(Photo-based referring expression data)
*** Block opens ***

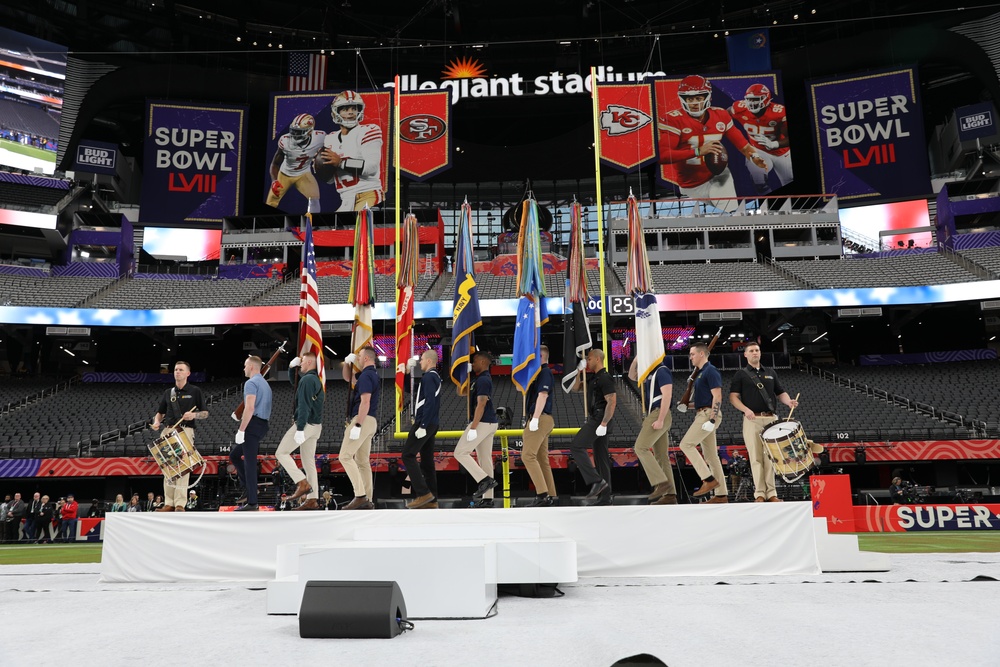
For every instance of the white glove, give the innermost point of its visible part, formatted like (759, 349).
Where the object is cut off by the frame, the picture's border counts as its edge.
(769, 144)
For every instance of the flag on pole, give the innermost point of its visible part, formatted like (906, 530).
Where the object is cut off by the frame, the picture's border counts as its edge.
(306, 71)
(466, 317)
(310, 330)
(362, 294)
(639, 283)
(531, 315)
(407, 279)
(576, 327)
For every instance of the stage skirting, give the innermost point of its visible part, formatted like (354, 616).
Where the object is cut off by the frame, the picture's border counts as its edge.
(619, 541)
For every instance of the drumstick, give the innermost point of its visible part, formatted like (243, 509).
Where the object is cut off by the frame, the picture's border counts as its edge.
(789, 417)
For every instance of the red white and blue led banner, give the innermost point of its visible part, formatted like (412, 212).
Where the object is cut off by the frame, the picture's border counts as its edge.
(742, 112)
(869, 135)
(193, 162)
(618, 304)
(327, 150)
(626, 126)
(424, 134)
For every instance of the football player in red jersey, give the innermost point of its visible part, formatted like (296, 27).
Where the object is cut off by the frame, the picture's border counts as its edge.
(691, 136)
(292, 162)
(766, 126)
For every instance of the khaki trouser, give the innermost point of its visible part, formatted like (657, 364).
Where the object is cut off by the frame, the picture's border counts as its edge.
(355, 456)
(535, 455)
(652, 448)
(761, 465)
(482, 466)
(307, 452)
(710, 465)
(175, 493)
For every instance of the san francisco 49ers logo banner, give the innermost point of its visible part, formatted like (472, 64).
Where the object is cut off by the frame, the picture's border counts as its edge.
(424, 132)
(626, 122)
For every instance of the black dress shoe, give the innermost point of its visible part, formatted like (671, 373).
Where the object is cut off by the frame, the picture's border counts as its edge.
(484, 486)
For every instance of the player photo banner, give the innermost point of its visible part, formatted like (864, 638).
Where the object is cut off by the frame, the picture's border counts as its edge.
(869, 135)
(722, 137)
(425, 134)
(328, 150)
(193, 162)
(627, 128)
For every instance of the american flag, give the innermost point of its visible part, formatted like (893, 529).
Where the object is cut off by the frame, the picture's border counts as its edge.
(310, 332)
(306, 71)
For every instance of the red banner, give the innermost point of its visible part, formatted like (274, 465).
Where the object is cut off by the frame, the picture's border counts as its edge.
(916, 518)
(626, 122)
(425, 133)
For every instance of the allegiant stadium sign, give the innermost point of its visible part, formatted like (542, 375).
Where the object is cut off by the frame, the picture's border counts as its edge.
(515, 85)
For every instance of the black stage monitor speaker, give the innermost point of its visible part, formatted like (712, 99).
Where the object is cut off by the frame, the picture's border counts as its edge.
(373, 609)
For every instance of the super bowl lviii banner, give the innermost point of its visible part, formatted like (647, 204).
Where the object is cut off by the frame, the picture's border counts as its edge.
(328, 150)
(869, 135)
(193, 162)
(723, 137)
(626, 125)
(424, 133)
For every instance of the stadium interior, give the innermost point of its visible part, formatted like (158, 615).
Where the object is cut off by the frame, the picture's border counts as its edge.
(897, 373)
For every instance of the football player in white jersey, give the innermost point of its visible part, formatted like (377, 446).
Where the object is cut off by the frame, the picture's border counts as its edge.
(292, 163)
(351, 159)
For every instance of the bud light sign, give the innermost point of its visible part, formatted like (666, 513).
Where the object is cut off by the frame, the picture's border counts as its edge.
(976, 121)
(96, 157)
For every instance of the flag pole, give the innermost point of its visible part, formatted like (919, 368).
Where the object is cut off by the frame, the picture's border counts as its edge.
(600, 215)
(399, 201)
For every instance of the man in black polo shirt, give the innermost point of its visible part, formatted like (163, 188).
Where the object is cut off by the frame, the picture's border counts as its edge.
(535, 452)
(755, 391)
(183, 400)
(420, 440)
(594, 432)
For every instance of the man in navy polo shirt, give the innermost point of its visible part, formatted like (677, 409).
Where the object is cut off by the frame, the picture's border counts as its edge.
(535, 452)
(708, 405)
(356, 447)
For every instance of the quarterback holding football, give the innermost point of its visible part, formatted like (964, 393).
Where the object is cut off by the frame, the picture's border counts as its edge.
(292, 162)
(766, 126)
(690, 145)
(351, 158)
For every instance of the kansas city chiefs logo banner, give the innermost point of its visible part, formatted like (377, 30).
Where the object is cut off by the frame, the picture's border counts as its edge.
(424, 133)
(626, 123)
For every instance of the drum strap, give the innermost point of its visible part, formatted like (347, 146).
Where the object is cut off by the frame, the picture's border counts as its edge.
(760, 387)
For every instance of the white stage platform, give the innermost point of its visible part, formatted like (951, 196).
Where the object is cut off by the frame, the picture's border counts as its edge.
(619, 541)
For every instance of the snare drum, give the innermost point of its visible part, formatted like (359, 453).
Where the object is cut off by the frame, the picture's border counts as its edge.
(788, 448)
(175, 454)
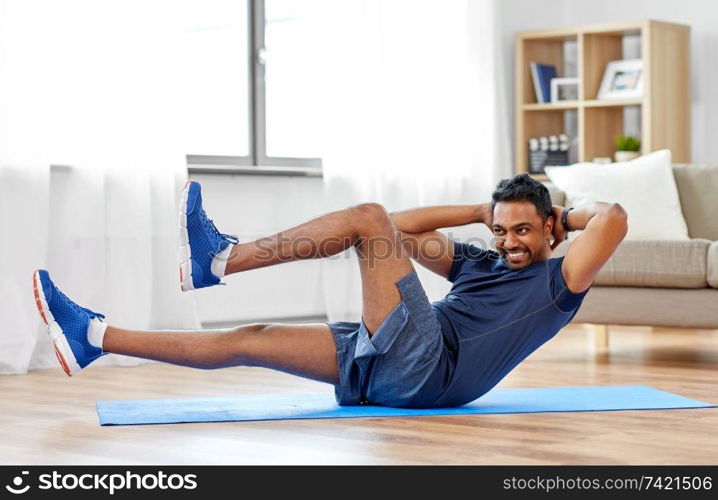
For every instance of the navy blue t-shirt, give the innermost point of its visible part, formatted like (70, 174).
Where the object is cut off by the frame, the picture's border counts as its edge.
(494, 317)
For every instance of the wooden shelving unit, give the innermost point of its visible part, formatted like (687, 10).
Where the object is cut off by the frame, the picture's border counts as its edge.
(664, 108)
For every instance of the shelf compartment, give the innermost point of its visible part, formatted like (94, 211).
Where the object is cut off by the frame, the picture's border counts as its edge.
(551, 106)
(606, 103)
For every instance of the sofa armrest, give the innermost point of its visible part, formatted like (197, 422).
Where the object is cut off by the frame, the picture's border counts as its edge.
(713, 265)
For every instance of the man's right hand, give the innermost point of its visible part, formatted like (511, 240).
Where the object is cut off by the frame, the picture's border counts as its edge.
(485, 214)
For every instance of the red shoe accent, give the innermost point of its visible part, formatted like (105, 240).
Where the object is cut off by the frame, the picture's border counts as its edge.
(62, 361)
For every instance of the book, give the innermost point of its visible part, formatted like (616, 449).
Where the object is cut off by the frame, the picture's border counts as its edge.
(542, 75)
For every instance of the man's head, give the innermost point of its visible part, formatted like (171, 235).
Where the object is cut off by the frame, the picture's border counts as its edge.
(522, 221)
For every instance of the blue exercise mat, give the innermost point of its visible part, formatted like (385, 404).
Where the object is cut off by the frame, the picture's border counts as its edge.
(280, 407)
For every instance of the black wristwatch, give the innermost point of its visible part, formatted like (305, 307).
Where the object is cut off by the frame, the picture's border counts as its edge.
(564, 219)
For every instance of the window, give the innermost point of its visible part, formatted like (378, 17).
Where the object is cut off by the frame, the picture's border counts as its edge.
(253, 66)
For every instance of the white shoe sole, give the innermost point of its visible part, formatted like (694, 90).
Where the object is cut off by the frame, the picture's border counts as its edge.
(185, 250)
(62, 349)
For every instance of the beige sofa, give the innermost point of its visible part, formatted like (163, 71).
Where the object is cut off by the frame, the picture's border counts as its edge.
(661, 283)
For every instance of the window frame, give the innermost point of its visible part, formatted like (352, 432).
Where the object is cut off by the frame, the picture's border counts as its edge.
(257, 162)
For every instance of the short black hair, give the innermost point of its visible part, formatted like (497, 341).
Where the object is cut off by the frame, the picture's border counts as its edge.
(523, 188)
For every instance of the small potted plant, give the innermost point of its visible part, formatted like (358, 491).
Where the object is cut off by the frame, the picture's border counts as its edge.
(627, 148)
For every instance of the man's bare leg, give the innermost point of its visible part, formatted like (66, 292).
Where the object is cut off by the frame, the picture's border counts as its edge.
(307, 350)
(383, 260)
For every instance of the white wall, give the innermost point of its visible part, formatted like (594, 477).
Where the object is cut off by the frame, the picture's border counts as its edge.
(700, 15)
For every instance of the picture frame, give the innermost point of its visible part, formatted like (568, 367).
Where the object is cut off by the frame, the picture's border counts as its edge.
(564, 89)
(622, 79)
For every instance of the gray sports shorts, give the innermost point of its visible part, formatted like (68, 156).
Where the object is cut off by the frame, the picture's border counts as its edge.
(403, 364)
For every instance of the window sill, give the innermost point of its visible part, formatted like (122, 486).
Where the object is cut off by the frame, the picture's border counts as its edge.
(249, 170)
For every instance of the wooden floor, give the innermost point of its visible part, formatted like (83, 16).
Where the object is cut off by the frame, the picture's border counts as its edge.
(50, 419)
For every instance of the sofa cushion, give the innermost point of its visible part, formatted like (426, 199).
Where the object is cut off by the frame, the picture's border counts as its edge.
(713, 265)
(698, 192)
(645, 187)
(659, 264)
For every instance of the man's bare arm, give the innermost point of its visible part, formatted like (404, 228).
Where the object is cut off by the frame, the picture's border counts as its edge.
(420, 220)
(604, 226)
(429, 247)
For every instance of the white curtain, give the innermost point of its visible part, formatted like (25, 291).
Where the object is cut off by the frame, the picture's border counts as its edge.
(92, 88)
(416, 116)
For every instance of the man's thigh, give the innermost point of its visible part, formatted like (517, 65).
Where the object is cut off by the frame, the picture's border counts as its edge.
(383, 261)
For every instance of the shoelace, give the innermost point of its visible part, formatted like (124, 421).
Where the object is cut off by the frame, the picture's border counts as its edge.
(209, 226)
(78, 308)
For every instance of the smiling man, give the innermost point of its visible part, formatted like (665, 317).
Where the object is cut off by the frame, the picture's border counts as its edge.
(405, 351)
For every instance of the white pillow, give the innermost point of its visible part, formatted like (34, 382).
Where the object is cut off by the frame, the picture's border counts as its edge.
(645, 187)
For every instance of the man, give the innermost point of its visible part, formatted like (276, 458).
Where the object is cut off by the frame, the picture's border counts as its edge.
(405, 351)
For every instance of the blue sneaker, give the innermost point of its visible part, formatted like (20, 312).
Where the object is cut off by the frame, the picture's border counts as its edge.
(200, 241)
(68, 324)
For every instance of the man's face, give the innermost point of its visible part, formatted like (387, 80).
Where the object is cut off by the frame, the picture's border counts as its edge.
(521, 237)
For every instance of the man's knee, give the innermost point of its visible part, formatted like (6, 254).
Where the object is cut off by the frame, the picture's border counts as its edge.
(246, 342)
(373, 215)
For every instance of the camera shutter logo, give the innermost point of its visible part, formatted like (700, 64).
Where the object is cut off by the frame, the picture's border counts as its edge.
(16, 487)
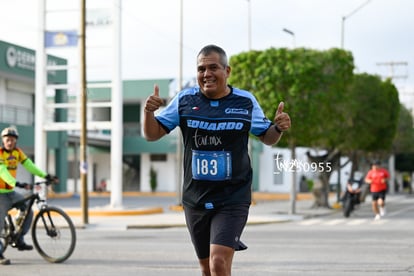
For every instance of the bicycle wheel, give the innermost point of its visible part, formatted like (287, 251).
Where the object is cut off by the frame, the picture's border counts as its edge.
(53, 234)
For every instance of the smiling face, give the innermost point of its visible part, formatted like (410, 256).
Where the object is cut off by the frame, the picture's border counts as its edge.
(212, 76)
(9, 142)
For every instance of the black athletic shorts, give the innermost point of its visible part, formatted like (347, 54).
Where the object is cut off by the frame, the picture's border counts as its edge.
(378, 195)
(222, 226)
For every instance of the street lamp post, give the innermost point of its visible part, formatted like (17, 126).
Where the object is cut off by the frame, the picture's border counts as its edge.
(292, 34)
(346, 17)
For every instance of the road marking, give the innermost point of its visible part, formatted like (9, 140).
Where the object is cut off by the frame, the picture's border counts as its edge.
(334, 221)
(310, 222)
(357, 221)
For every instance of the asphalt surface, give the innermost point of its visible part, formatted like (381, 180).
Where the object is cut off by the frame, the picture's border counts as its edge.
(161, 210)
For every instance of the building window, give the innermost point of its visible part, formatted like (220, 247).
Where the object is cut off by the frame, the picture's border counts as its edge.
(158, 157)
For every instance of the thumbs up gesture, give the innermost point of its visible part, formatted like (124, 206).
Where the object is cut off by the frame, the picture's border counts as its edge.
(154, 101)
(282, 119)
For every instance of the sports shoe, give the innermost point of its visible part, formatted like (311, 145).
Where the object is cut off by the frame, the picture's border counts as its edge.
(3, 260)
(382, 211)
(23, 246)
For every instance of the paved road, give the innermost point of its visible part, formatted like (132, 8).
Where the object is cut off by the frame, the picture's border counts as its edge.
(312, 242)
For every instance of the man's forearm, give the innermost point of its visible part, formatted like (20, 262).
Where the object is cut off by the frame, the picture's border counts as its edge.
(152, 129)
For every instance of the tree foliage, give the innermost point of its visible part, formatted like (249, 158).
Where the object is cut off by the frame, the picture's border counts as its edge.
(331, 108)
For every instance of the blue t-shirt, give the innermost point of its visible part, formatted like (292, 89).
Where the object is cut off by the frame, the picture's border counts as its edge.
(217, 168)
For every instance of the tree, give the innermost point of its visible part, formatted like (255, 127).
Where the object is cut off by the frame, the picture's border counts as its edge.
(311, 83)
(330, 107)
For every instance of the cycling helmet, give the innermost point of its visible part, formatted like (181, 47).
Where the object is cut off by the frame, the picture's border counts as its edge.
(10, 131)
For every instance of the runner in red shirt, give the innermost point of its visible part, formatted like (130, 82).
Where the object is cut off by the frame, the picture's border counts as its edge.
(377, 178)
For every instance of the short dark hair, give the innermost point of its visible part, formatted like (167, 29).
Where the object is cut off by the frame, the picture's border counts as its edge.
(207, 50)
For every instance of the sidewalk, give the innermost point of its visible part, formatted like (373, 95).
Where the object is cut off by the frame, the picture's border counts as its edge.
(267, 208)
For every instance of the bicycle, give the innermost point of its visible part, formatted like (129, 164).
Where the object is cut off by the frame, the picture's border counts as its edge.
(53, 232)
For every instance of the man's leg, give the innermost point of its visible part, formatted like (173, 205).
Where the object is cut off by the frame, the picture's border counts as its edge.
(221, 258)
(21, 245)
(4, 207)
(205, 266)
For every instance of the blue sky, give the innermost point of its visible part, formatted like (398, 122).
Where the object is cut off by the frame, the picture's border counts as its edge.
(381, 32)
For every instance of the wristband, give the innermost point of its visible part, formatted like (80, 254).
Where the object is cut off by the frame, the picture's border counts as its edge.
(278, 130)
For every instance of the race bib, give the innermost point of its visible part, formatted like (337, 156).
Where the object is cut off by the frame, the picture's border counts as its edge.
(211, 165)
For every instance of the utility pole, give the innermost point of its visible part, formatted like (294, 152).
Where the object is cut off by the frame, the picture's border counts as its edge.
(392, 65)
(179, 151)
(346, 17)
(83, 139)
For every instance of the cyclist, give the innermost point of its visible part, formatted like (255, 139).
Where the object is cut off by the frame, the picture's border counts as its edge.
(10, 157)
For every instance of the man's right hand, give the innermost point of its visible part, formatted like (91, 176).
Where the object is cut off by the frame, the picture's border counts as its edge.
(154, 101)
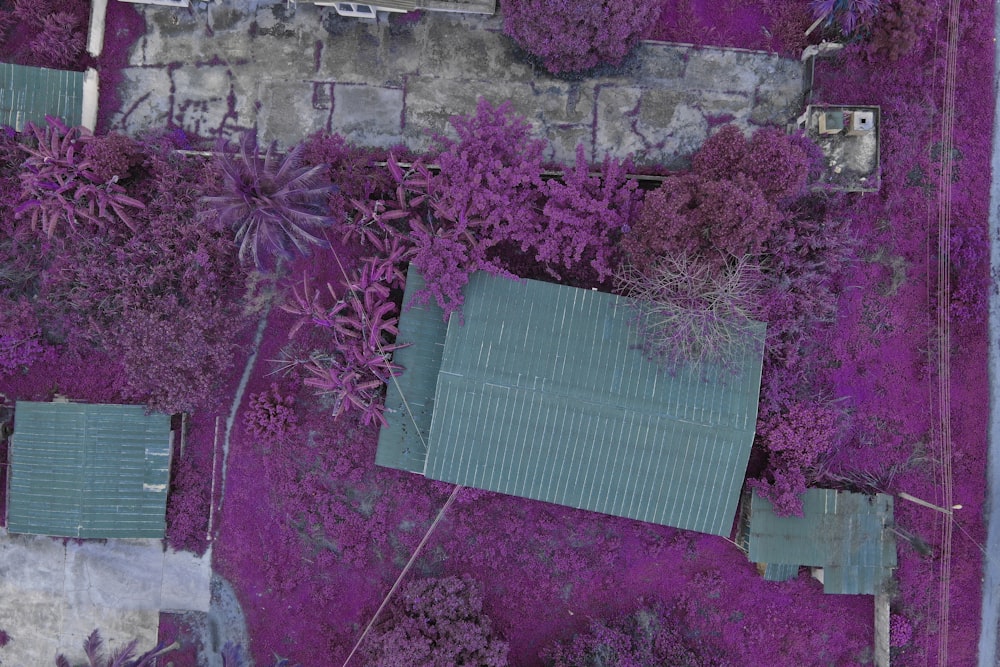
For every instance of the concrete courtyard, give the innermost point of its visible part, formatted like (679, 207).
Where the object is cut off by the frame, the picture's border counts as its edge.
(223, 68)
(54, 593)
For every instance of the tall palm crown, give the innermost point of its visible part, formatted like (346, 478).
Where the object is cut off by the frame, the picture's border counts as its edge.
(273, 203)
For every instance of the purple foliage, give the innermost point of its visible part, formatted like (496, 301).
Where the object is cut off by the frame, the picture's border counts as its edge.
(490, 178)
(61, 41)
(188, 506)
(648, 637)
(60, 186)
(442, 247)
(45, 33)
(848, 16)
(351, 168)
(571, 36)
(356, 363)
(795, 440)
(273, 203)
(270, 417)
(900, 26)
(900, 630)
(438, 623)
(584, 216)
(21, 342)
(163, 299)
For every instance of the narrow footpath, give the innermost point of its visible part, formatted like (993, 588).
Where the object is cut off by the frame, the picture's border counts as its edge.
(991, 566)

*** Block closes ***

## Task prompt
In the entries above, one line contains "For every instance of the man's forearm, give" and another contains "For every instance of the tree, give". Reproduce exactly those two lines and the lines between them, nothing else.

## Your solution
For every instance of the man's forearm, give the innermost point of its visible part, formatted like (20, 262).
Where the object is cut off by the frame, the picture's border counts as its edge.
(152, 129)
For every instance of the tree foliage, give the innermost point of its visible part, formatted like (249, 158).
Where the object is cut off by the frame, the picture's border counts as its edge.
(331, 108)
For every instance of the blue t-shirt, give the innermost point of its visible part, formatted like (292, 89).
Where the object is cut off by the frame, the picture's border counts as its edge.
(217, 168)
For every instance of the tree, give the innermost point of its visible part, formatted like (255, 127).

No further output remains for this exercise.